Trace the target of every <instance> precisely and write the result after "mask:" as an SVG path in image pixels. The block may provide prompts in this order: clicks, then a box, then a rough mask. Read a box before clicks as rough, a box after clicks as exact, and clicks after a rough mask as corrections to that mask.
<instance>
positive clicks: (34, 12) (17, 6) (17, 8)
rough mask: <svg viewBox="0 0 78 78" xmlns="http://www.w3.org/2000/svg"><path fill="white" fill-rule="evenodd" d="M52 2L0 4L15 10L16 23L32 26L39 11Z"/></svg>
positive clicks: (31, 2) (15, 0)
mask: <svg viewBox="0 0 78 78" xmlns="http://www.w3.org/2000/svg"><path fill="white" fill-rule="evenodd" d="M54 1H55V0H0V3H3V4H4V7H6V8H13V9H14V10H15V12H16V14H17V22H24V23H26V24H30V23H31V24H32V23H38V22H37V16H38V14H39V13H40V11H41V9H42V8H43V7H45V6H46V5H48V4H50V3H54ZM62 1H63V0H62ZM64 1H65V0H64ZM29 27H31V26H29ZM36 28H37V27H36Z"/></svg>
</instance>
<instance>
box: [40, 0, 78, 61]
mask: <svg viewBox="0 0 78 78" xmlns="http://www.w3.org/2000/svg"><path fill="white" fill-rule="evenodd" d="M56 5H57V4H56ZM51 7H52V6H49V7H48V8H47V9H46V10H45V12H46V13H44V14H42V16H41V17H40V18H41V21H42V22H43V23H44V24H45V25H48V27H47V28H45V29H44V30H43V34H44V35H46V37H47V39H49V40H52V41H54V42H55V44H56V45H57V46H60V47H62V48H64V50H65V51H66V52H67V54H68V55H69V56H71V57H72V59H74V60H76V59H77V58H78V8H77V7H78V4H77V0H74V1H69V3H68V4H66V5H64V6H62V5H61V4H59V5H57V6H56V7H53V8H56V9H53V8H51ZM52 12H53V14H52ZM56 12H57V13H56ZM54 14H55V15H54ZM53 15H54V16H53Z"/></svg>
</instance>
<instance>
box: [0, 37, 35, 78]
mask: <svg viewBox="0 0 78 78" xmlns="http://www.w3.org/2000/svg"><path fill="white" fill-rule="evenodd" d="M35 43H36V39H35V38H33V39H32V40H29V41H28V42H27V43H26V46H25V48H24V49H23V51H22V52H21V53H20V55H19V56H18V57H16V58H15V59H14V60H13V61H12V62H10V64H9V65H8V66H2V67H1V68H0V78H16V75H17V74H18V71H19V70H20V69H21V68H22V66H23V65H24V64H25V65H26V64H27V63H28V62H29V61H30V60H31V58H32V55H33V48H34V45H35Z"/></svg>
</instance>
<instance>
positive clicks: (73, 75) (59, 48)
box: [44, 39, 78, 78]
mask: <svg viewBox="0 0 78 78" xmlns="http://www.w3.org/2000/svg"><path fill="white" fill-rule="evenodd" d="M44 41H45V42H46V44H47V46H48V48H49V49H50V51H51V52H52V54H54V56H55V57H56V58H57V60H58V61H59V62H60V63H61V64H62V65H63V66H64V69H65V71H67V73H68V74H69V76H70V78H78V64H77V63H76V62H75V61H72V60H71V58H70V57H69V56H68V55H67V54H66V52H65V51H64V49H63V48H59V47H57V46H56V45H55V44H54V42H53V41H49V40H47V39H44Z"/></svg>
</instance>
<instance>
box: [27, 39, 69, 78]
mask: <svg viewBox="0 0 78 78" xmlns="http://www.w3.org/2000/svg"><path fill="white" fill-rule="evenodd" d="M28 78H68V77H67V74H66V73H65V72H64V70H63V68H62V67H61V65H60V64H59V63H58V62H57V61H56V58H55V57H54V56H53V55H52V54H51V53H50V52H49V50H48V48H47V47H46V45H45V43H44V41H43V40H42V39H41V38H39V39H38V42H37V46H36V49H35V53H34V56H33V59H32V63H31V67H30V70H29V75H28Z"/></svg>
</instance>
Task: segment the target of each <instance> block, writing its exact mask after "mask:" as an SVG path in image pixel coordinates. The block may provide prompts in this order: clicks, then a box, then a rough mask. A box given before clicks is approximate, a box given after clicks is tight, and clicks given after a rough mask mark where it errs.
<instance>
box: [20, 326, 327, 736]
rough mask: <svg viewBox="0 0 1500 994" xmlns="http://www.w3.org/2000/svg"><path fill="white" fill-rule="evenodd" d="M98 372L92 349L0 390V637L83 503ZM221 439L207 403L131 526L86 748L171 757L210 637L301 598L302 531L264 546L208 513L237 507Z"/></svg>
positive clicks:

━━━━━━

● Task item: Reproduce, with no other lines, the one containing "box: [27, 39, 69, 78]" and all lines after it through the end of the data above.

● Reply to the task:
box: [27, 39, 69, 78]
mask: <svg viewBox="0 0 78 78" xmlns="http://www.w3.org/2000/svg"><path fill="white" fill-rule="evenodd" d="M28 78H68V77H67V74H66V73H65V72H64V70H63V68H62V67H61V65H60V64H59V63H58V62H57V61H56V58H55V57H54V56H53V55H52V54H51V53H50V52H49V50H48V48H47V47H46V45H45V43H44V41H43V40H42V39H41V38H39V39H38V42H37V46H36V49H35V53H34V56H33V59H32V63H31V67H30V70H29V75H28Z"/></svg>
</instance>
Task: segment the target of each <instance> block, writing its exact mask after "mask:" as an SVG path in image pixel coordinates. The block may provide prompts in this order: clicks, then a box, then a rough mask. A box given before clicks is approximate, a box given after clicks is tight, and clicks given after a rough mask mark where it errs.
<instance>
box: [20, 326, 327, 736]
rough mask: <svg viewBox="0 0 1500 994" xmlns="http://www.w3.org/2000/svg"><path fill="white" fill-rule="evenodd" d="M98 372L92 349L0 390V637L83 503ZM221 439L207 403L131 526L86 748L171 757L210 637L301 598L302 531L264 546L208 513L237 507Z"/></svg>
positive clicks:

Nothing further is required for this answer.